(Boundary labeling items)
>>>>>

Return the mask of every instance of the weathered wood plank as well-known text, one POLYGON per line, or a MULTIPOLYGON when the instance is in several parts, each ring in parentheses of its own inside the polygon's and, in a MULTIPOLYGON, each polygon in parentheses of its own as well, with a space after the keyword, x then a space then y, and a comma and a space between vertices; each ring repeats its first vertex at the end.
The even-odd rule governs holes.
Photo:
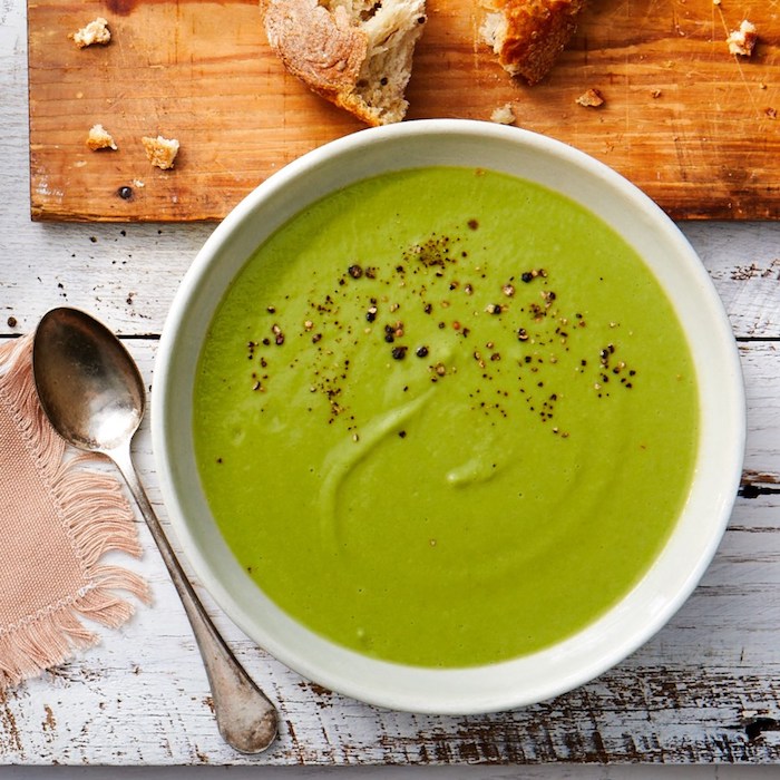
MULTIPOLYGON (((605 160, 675 217, 777 218, 780 17, 753 4, 761 42, 741 59, 725 37, 742 13, 711 0, 591 3, 554 71, 528 88, 480 42, 475 0, 428 0, 409 118, 489 119, 510 103, 519 125, 605 160), (575 103, 591 87, 599 109, 575 103)), ((279 165, 360 128, 284 72, 255 2, 36 0, 29 20, 38 218, 220 217, 279 165), (77 50, 68 33, 98 13, 114 40, 77 50), (118 152, 86 148, 96 121, 118 152), (140 147, 158 131, 182 142, 172 172, 140 147)))
MULTIPOLYGON (((18 185, 11 182, 13 192, 18 185)), ((58 304, 84 308, 123 334, 158 334, 182 276, 214 228, 36 224, 27 221, 18 199, 10 208, 2 238, 8 262, 0 276, 0 335, 32 330, 58 304)), ((715 284, 735 337, 780 338, 780 223, 742 231, 728 223, 712 230, 699 223, 681 226, 715 284)))
MULTIPOLYGON (((131 339, 153 381, 156 341, 131 339)), ((747 461, 780 475, 780 374, 773 343, 743 344, 754 417, 747 461)), ((143 479, 164 524, 146 427, 143 479)), ((780 493, 739 498, 701 585, 671 622, 614 670, 513 712, 437 718, 388 712, 300 679, 247 640, 204 595, 241 661, 280 704, 269 764, 751 762, 780 760, 780 493)), ((252 763, 214 725, 194 640, 153 543, 135 564, 155 604, 45 680, 0 701, 2 763, 252 763)), ((175 544, 175 539, 174 539, 175 544)), ((175 544, 176 546, 176 544, 175 544)), ((185 562, 186 565, 186 562, 185 562)), ((199 584, 194 578, 197 587, 199 584)))

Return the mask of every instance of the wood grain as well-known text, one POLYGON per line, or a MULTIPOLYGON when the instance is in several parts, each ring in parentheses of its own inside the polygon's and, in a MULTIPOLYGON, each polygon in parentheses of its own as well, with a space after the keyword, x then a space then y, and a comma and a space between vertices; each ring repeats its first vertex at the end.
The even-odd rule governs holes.
MULTIPOLYGON (((751 58, 724 39, 742 7, 712 0, 592 0, 552 75, 513 80, 479 42, 475 0, 428 0, 409 119, 517 124, 604 160, 675 218, 780 217, 780 11, 749 11, 751 58), (575 100, 589 87, 606 103, 575 100)), ((36 220, 215 220, 301 154, 361 128, 286 75, 254 0, 29 0, 30 203, 36 220), (107 47, 67 36, 96 16, 107 47), (85 146, 101 123, 117 152, 85 146), (175 169, 140 136, 177 137, 175 169), (140 186, 142 183, 143 186, 140 186), (121 186, 133 197, 118 196, 121 186)))
MULTIPOLYGON (((128 343, 148 379, 155 343, 128 343)), ((780 437, 780 397, 770 392, 780 353, 750 343, 742 359, 751 413, 761 411, 748 459, 777 478, 780 455, 762 455, 760 436, 780 437)), ((147 426, 136 455, 169 533, 147 426)), ((154 605, 118 632, 101 631, 94 651, 0 696, 0 766, 780 762, 779 509, 778 493, 738 498, 700 586, 623 663, 565 695, 487 715, 380 710, 312 684, 247 640, 193 576, 241 662, 279 704, 279 740, 257 758, 221 740, 186 617, 139 526, 147 553, 133 565, 150 581, 154 605)))

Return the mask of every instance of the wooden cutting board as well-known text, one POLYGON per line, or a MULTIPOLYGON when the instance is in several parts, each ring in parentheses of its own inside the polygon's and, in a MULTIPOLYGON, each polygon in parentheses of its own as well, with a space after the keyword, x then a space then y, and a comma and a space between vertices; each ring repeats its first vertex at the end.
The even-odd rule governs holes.
MULTIPOLYGON (((476 0, 428 0, 408 119, 489 120, 592 154, 674 218, 780 217, 777 2, 591 0, 553 74, 513 80, 479 41, 476 0), (749 18, 750 58, 725 37, 749 18), (599 108, 576 98, 597 88, 599 108)), ((36 220, 189 221, 224 216, 285 163, 361 125, 285 74, 255 0, 29 0, 30 191, 36 220), (106 47, 68 35, 97 16, 106 47), (100 123, 116 152, 90 152, 100 123), (149 165, 144 135, 181 142, 149 165), (119 196, 121 187, 124 194, 119 196)))

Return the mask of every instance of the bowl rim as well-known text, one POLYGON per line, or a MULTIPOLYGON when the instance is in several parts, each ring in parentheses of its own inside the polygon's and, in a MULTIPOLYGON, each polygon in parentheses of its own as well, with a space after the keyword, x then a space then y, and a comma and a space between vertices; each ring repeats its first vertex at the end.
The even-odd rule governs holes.
MULTIPOLYGON (((408 167, 415 166, 409 164, 398 166, 398 168, 408 167)), ((350 174, 348 181, 358 181, 363 177, 350 174)), ((259 243, 256 242, 254 245, 256 246, 259 243)), ((574 147, 529 130, 468 119, 413 120, 359 130, 329 142, 294 159, 246 195, 208 236, 181 282, 163 329, 155 360, 155 379, 150 400, 153 451, 164 504, 174 535, 193 571, 226 614, 271 655, 313 682, 369 704, 435 714, 494 712, 549 699, 593 680, 650 640, 688 599, 715 554, 737 496, 742 472, 747 429, 741 365, 725 310, 693 247, 669 216, 635 185, 605 164, 574 147), (630 211, 633 212, 633 216, 646 223, 644 230, 657 231, 669 247, 676 253, 680 262, 685 265, 685 272, 691 277, 699 295, 698 303, 703 305, 709 318, 713 351, 721 361, 719 367, 720 391, 724 398, 728 397, 728 402, 724 402, 728 415, 725 419, 721 420, 721 423, 724 429, 728 429, 728 435, 724 436, 732 449, 730 455, 721 456, 722 462, 719 466, 720 491, 710 501, 712 515, 708 525, 706 539, 698 544, 695 558, 689 562, 684 576, 677 582, 675 592, 663 603, 647 608, 646 620, 641 630, 634 630, 628 636, 623 636, 622 641, 615 642, 612 647, 602 649, 596 654, 592 647, 588 647, 588 652, 585 653, 586 662, 571 670, 569 674, 560 674, 562 670, 567 669, 567 653, 573 652, 567 645, 567 641, 554 645, 552 649, 525 656, 524 662, 539 662, 544 670, 555 669, 558 674, 555 680, 544 679, 538 684, 527 685, 521 691, 514 689, 510 684, 501 686, 499 684, 500 672, 496 672, 498 676, 495 680, 493 676, 490 677, 489 690, 482 691, 481 684, 486 671, 484 666, 457 670, 417 670, 399 664, 367 660, 365 656, 344 649, 337 649, 334 651, 335 655, 339 656, 337 662, 323 669, 322 662, 310 657, 311 653, 308 655, 300 649, 291 650, 284 642, 276 641, 270 630, 259 626, 257 621, 236 602, 235 593, 225 585, 220 573, 213 571, 202 545, 196 539, 176 489, 174 462, 177 452, 172 449, 167 426, 169 409, 172 404, 181 400, 178 396, 181 391, 177 390, 176 372, 172 370, 172 365, 175 362, 177 350, 193 348, 186 326, 188 318, 192 316, 191 304, 201 294, 204 279, 218 265, 224 253, 234 246, 235 236, 240 235, 242 231, 250 230, 247 225, 252 220, 256 218, 256 215, 264 207, 267 209, 267 204, 274 198, 283 198, 284 193, 290 187, 294 187, 302 177, 311 176, 312 173, 326 168, 332 169, 337 163, 342 163, 347 158, 354 160, 361 154, 377 148, 377 145, 407 144, 410 139, 422 139, 421 144, 465 140, 468 144, 485 142, 523 147, 529 153, 539 155, 540 158, 556 159, 560 165, 574 166, 582 172, 583 176, 587 176, 593 182, 594 187, 605 187, 616 196, 624 198, 630 211), (363 666, 368 669, 364 673, 363 666), (361 670, 362 677, 358 681, 353 677, 354 669, 361 670), (397 686, 396 690, 387 690, 387 685, 382 684, 371 685, 370 675, 374 672, 378 675, 387 675, 389 680, 396 682, 400 681, 402 676, 404 684, 397 686)), ((711 415, 706 409, 702 409, 702 418, 704 418, 705 412, 711 415)), ((701 445, 700 449, 703 446, 701 445)), ((700 452, 700 460, 703 457, 704 454, 700 452)), ((699 476, 696 475, 694 484, 698 480, 699 476)), ((674 533, 667 544, 674 538, 674 533)), ((647 575, 634 586, 631 593, 640 588, 646 578, 647 575)), ((595 623, 601 624, 603 620, 606 620, 605 630, 614 631, 611 621, 620 624, 621 621, 626 620, 625 611, 627 608, 630 608, 628 599, 624 597, 595 623)), ((579 633, 576 636, 579 636, 579 633)), ((319 642, 323 640, 318 640, 308 630, 303 630, 298 637, 300 641, 313 643, 323 652, 328 652, 328 647, 323 649, 319 645, 319 642)), ((323 642, 329 645, 333 644, 328 641, 323 642)), ((500 667, 511 672, 513 663, 515 663, 514 660, 493 664, 490 665, 491 671, 495 672, 500 667)), ((544 677, 544 675, 540 676, 544 677)))

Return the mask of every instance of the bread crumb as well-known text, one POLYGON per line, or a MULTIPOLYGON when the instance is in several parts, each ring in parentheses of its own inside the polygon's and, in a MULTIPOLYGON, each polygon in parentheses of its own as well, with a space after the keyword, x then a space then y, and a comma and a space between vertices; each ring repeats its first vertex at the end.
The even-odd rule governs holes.
POLYGON ((174 167, 174 160, 178 154, 178 140, 176 138, 163 138, 163 136, 150 138, 144 136, 140 142, 144 144, 146 156, 152 165, 156 165, 163 170, 174 167))
POLYGON ((92 125, 89 128, 89 135, 87 136, 87 146, 92 150, 98 149, 116 149, 117 145, 114 143, 111 134, 103 125, 92 125))
POLYGON ((739 30, 732 30, 725 39, 725 42, 729 45, 730 53, 750 57, 753 53, 753 48, 755 47, 758 38, 755 25, 743 19, 739 30))
POLYGON ((92 20, 86 27, 68 36, 79 49, 99 43, 106 46, 111 40, 111 32, 108 29, 108 21, 103 17, 92 20))
POLYGON ((583 92, 575 103, 578 103, 581 106, 598 108, 603 106, 605 101, 604 96, 595 87, 591 87, 591 89, 583 92))
POLYGON ((499 106, 490 115, 490 121, 495 121, 498 125, 514 125, 515 119, 515 110, 510 103, 499 106))

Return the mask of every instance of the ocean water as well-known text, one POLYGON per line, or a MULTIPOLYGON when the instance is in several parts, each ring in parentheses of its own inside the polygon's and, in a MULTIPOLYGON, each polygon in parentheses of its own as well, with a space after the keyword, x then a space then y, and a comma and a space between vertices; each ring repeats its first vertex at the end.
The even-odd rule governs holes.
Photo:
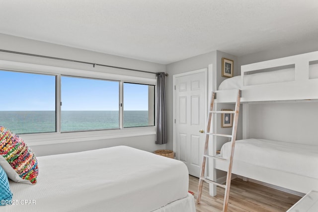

<<<<<

#### TASK BRIEF:
Rewrite everything from the line containing "Return the mask of every instance of the wood grain" down to the line containing "MULTIPOLYGON (((128 343, 148" in the material, putting "timber grain" in place of "wood grain" and leaving the rest unchanged.

#### SOLUTION BELOW:
Return the mask of every instance of the timber grain as well-known text, one POLYGON per line, or a MULTIPOLYGON when the instance is in several parts, each ring in parentheses of its own inside the polygon's and, in a MULTIPOLYGON, each polygon in parentheses of its own as well, with a space after the keyword, x then a space then y, and a comma and a space between vertices; each ring repeats its first vertex at the end.
The even-odd rule governs holes.
MULTIPOLYGON (((751 58, 724 39, 742 7, 712 0, 592 0, 552 75, 513 80, 479 42, 475 0, 428 0, 409 119, 517 124, 604 160, 675 218, 780 217, 780 11, 749 11, 751 58), (575 100, 589 87, 606 103, 575 100)), ((36 220, 215 220, 301 154, 361 128, 286 75, 254 0, 29 0, 30 203, 36 220), (107 47, 67 36, 96 16, 107 47), (85 146, 101 123, 117 152, 85 146), (175 169, 140 136, 177 137, 175 169), (140 186, 142 183, 143 186, 140 186), (121 186, 133 197, 118 196, 121 186)))
MULTIPOLYGON (((128 343, 148 379, 155 343, 128 343)), ((780 437, 780 397, 770 392, 780 353, 750 343, 742 359, 751 413, 761 411, 748 459, 777 478, 780 455, 762 455, 760 436, 780 437)), ((147 426, 136 455, 169 533, 147 426)), ((154 605, 118 632, 101 631, 94 651, 0 696, 0 766, 780 762, 779 509, 778 493, 738 498, 700 586, 623 663, 565 695, 487 715, 380 710, 312 684, 247 640, 193 576, 241 662, 279 704, 279 740, 257 758, 221 740, 186 617, 139 526, 147 553, 133 565, 150 581, 154 605)))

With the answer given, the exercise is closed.